[Records contained in a dataset]
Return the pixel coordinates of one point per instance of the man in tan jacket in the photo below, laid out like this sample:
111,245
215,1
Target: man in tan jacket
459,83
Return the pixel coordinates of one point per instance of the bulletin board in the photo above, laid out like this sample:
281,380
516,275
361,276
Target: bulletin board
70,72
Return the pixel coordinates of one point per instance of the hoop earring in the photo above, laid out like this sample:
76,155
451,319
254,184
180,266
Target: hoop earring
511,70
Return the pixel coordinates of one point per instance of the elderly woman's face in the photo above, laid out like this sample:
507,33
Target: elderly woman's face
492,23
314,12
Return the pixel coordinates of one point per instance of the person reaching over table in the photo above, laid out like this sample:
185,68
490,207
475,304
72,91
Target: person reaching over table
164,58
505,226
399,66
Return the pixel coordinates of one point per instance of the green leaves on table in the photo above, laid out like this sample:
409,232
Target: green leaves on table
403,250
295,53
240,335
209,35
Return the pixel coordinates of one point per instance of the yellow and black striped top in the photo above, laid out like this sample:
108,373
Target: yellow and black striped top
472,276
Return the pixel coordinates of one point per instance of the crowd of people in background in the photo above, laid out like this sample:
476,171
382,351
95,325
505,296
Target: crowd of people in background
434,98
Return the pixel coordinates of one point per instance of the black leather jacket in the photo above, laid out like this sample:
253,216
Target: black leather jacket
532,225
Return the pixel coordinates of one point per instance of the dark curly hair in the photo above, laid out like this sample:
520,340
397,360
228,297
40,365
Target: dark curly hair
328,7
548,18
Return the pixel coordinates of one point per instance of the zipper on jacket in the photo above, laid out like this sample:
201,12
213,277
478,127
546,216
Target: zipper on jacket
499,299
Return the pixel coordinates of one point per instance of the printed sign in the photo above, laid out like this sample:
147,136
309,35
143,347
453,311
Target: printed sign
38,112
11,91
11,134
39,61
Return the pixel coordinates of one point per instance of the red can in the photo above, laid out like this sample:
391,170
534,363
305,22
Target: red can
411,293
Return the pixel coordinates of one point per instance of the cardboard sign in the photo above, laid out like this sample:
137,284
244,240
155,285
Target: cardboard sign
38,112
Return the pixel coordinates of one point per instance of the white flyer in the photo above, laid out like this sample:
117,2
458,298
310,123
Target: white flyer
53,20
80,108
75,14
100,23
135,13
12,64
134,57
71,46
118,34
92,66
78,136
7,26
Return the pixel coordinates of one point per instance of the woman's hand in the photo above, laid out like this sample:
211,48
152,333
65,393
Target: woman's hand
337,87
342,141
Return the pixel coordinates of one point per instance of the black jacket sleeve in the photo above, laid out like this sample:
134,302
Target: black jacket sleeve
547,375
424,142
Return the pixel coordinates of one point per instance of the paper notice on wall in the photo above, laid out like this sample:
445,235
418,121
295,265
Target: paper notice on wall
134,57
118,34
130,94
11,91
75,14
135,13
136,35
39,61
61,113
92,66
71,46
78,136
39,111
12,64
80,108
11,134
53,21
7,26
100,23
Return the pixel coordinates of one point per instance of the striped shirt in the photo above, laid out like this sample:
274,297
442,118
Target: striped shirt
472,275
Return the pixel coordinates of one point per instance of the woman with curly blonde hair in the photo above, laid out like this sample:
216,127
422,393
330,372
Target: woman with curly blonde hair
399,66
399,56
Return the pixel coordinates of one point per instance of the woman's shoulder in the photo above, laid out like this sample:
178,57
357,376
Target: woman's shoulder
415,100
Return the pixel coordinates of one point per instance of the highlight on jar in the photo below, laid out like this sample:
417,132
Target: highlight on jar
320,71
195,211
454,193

▸ **Task objective**
Without omitting anything, output the data verbatim.

▸ **Finished exercise**
Return the pixel coordinates of one point per instance of the man in tan jacket in the photo below, laid out like this sample:
111,245
215,1
Target: man in tan jacket
459,83
Return the pixel coordinates of one point per instance of the bulletin board in the photo above, laid out like this sample:
281,380
516,275
361,276
Target: bulletin board
70,72
Return the pixel coordinates of one point per instance of the hoop earring in the photo above, laid out like this sample:
76,155
451,319
254,184
180,266
Target: hoop earring
511,70
Return the pixel coordinates of one point per instance of the elderly woman's face in the photo above, laid out like this sample:
507,33
Target: elderly woman's face
492,23
314,12
Return the pixel coordinates of one point per instance of the person reaching over table in the photo above, laid out like this sample:
185,68
490,207
475,304
72,91
Target: person reaching over table
164,58
505,226
399,66
Return the pixel coordinates of one point per instance of the green leaves on table in the photo above, laid out like this sample:
409,232
Target: green leaves on table
403,250
295,53
240,335
209,35
Return the pixel coordinates of one point per instance of the yellow and black striped top in the photo above, laid out like this sample:
108,373
Target: yellow and black striped top
472,276
Return the pixel coordinates of one point per instance of the crowd of people in background in the photo above, laid out like this sample:
476,171
382,351
95,325
505,296
Target: crowd of people in background
434,98
Return the pixel coordinates of one point per instance of the black leather jacket in the photo above, laid out like this sample:
253,216
Target: black leather jacket
532,225
Return the pixel coordinates of one point per instance of the dark curly hair in the photo above, laid out like this sample:
520,340
397,360
228,297
40,365
Target: dark curly hair
328,7
548,18
Return the pixel coordinates of one point per instance of the zipper on jacket in the photo above, laid out like this sample:
201,12
213,277
478,127
546,216
Target: zipper on jacket
499,299
Return the pixel coordinates of one point per instance of the printed sign in the photo above, laid out like this sample:
147,136
309,35
143,347
453,311
Target: printed sign
38,112
11,91
11,134
39,61
Return the pixel coordinates of one point per instance of the red can in the photo above, laid out like this sample:
391,170
534,363
305,22
Target: red can
411,293
Return the pixel coordinates of one point per instance of the cardboard sign in the photo above, laid out like this sample:
137,284
244,240
155,285
Target: cardboard sign
38,112
Return the pixel coordinates of one point per instance of the white flyer in the photo above, laid out like this sample:
117,2
458,298
310,123
Target: white flyer
53,20
80,108
75,14
100,23
135,13
12,64
134,57
71,46
118,34
92,66
78,136
7,26
Return the pixel coordinates of one point per instance of the woman's hand in the photo above, laid out like this sample:
211,48
152,333
65,393
Target: woman's hand
337,87
342,141
Return the pixel coordinates of one point per instance of the black jacket sleeve in the photo above, laid out like this sample:
134,302
Target: black jacket sleeve
547,375
424,142
Return the pixel coordinates of one point per instance of the paper notice on wall in the photo above, laid out like this sample:
445,235
418,121
295,265
Target: paper notice on wall
134,57
118,34
130,94
11,91
75,14
135,13
136,35
39,61
61,113
92,66
71,46
78,136
39,111
12,64
80,108
11,134
53,21
7,26
100,23
Return the pixel coordinates of one point per instance of the striped shirt in the photo above, laid out like this sample:
274,297
442,118
Target: striped shirt
472,275
Return the pixel coordinates of one point per instance of the woman with curly blonde hair in the photo above, laid out like this sample:
216,127
422,393
330,372
Target: woman with curly blonde hair
399,66
399,56
Return the pixel coordinates of one point per instance of the woman's shoulder in the photo above, laid out like this sample:
178,57
357,376
Target: woman's shoulder
415,100
Return the pixel coordinates of one point per instance of the highlight on jar in the photo below, laid out like this sample:
417,132
Target: highlight on jar
320,71
195,211
454,193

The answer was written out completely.